**EXCERPT:**
Denver, CO ( — On a party line vote Thursday, Democratic members of a Colorado legislative panel killed legislation that would have protected pregnant women and their babies before birth by allowing criminals who assault them and kill or injure their child to be prosecuted for two crimes.

The House Judiciary Committee vote upset families members of those who have been victims of such violence.

Colorado Springs resident Erin-Lea Hanson told the Coloradoan newspaper that her unborn grandson "had as much a right to life as she did" when her pregnant daughter Amanda Lynn was murdered.

"His life was intentionally taken," she said.

"Another woman’s going to die, and that woman’s going to be pregnant, and her killer’s not going to be charged with two counts of first degree murder," she added.

The committee voted against the bill after Warren Hearn, one of the few late-term abortion practitioners in the country, testified against it. He claimed he would have to shut down his abortion business because he would be prosecuted for performing abortions.

However, Rep. David Schultheis, the bill’s sponsored, pointed out to the committee that the bill does not have anything to do with abortion and he noted that federal law and similar laws in dozens of other states have never prosecuted abortion practitioners.

"The real issue here is the homicide issue,” Schultheis said. “The abortion issue is not an issue in the bill.”

He said the committee vote against protecting Colorado women and their children disturbed him.

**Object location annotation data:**

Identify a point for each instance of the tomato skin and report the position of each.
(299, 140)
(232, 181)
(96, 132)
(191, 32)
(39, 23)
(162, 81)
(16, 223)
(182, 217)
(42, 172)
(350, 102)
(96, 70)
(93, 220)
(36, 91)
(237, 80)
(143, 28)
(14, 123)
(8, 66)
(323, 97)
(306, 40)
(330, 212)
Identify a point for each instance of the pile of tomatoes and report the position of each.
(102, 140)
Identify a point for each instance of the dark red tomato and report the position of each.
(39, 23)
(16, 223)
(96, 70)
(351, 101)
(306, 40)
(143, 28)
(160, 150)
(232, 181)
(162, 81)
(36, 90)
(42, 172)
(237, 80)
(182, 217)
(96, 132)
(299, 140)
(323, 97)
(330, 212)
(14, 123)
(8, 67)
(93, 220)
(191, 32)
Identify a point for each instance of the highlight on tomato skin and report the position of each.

**WORK INSTRUCTIONS:** Write out, word for word, the portion of the article on the Colorado committee vote that begins at "Colorado Springs resident" and stops after "Lynn was murdered.".

**WORKED SOLUTION:**
Colorado Springs resident Erin-Lea Hanson told the Coloradoan newspaper that her unborn grandson "had as much a right to life as she did" when her pregnant daughter Amanda Lynn was murdered.